_Texte_
'''

"Le
vers qui de plusieurs vocables refait un mot total, neuf, étranger
à la langue et comme incantatoire, achève cet isolement de
la parole: niant, d'un trait souverain, le hasard demeuré
aux termes malgré l'artifice de leur retrempe alternée en
le sens et la sonorité, et vous cause cette surprise de
n'avoir ouï jamais tel fragment ordinaire, en même temps
que la réminiscence de l'objet nommé baigne dans une neuve
atmosphère."
Mallarmé, Art poétique |
Prenons
un exemple, comparons: Je
reviens d'une programme et je dis: J'ai assisté à un coucher
de soleil.
C'est un simple reportage, universel, accessible à tous mais qui
n'exprime rien de la profondeur de mes sentiments et de ma vision
du coucher de soleil. On peut dire que c'est une simple
communication dans laquelle les signes ne sont que des moyens et
s'effacent dès qu'ils ont été compris.
En fait ils sont tournés entièrement vers autre chose qu'eux.
Leur fonction accomplie, ils s'évanouissent. Il
n'en est pas de même pour ce vers de Baudelaire:
"Le soleil s'est noyé dans son sang qui se fige."
Il a fallu pour l'élaborer un sentiment et un travail. Le travail
s'est efforcé d'ajuster une forme à une pluralité de
significations. -
Il y a un rythme de ce vers. Le rythme est le retour à
intervalles réguliers d'un temps fort. Il berce, endort les
puissances de résistances pour mieux suggérer.
"Le soleil / s'est noyé // dans son sang / qui se fige."

'''

_Liste des entrées_
'''

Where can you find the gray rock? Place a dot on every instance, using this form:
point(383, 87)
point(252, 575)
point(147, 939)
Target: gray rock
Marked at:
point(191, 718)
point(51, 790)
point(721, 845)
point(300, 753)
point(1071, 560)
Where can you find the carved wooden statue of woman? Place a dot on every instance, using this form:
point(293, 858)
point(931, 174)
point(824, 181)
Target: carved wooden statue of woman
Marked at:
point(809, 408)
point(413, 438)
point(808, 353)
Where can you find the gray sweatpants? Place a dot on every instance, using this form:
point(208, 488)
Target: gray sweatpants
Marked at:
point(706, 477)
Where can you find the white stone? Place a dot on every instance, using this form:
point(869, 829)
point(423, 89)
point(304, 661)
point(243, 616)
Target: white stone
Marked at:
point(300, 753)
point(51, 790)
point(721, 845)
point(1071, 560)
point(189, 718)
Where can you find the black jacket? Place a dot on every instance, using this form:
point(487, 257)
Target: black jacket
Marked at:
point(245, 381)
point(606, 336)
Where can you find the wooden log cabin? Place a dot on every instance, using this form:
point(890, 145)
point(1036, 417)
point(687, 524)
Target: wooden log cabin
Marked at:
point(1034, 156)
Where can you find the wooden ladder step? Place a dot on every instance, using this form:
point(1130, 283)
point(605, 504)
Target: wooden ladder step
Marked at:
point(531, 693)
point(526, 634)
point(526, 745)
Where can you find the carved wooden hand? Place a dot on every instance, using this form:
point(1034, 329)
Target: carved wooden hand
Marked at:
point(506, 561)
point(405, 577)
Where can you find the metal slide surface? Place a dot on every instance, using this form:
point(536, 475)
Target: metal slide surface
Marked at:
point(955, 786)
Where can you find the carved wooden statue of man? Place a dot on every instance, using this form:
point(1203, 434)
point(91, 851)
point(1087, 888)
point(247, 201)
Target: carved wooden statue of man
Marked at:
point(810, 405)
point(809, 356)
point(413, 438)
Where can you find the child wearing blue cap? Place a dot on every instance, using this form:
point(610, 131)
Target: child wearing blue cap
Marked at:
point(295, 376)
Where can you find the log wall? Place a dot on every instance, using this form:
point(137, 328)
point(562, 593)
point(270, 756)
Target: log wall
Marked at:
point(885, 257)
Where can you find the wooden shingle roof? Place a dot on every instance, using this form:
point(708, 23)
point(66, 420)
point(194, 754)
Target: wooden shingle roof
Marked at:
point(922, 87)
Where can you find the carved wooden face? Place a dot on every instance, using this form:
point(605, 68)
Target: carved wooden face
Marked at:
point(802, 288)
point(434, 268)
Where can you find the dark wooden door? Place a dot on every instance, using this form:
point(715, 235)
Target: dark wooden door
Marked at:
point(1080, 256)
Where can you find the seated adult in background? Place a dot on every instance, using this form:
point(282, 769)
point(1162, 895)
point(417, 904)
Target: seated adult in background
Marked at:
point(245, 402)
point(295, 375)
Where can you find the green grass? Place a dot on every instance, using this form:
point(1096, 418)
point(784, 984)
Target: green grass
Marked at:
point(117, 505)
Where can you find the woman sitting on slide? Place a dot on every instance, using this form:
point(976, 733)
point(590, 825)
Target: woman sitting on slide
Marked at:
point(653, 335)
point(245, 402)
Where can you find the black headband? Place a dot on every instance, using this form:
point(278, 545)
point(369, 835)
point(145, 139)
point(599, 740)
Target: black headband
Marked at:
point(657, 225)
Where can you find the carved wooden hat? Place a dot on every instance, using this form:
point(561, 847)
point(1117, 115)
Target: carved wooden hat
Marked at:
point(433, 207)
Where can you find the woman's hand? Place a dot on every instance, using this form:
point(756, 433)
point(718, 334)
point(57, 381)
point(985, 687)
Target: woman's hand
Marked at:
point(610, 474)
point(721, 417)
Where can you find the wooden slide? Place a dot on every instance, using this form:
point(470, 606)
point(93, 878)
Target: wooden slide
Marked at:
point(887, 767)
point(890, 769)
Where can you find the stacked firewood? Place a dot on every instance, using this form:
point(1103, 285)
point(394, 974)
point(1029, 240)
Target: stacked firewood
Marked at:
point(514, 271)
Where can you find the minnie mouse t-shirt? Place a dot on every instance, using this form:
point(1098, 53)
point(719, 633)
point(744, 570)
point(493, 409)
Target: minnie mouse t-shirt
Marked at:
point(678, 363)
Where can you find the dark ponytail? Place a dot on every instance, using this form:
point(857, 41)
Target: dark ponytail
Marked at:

'''

_Objectif poursuivi_
Recopiez le passage du texte sur la poésie compris entre « Il a fallu pour » et « pour mieux suggérer. », bornes incluses, en substituant « labeur » à « travail ».

_Résultat attendu_
Il a fallu pour l'élaborer un sentiment et un labeur. Le labeur
s'est efforcé d'ajuster une forme à une pluralité de
significations. -
Il y a un rythme de ce vers. Le rythme est le retour à
intervalles réguliers d'un temps fort. Il berce, endort les
puissances de résistances pour mieux suggérer.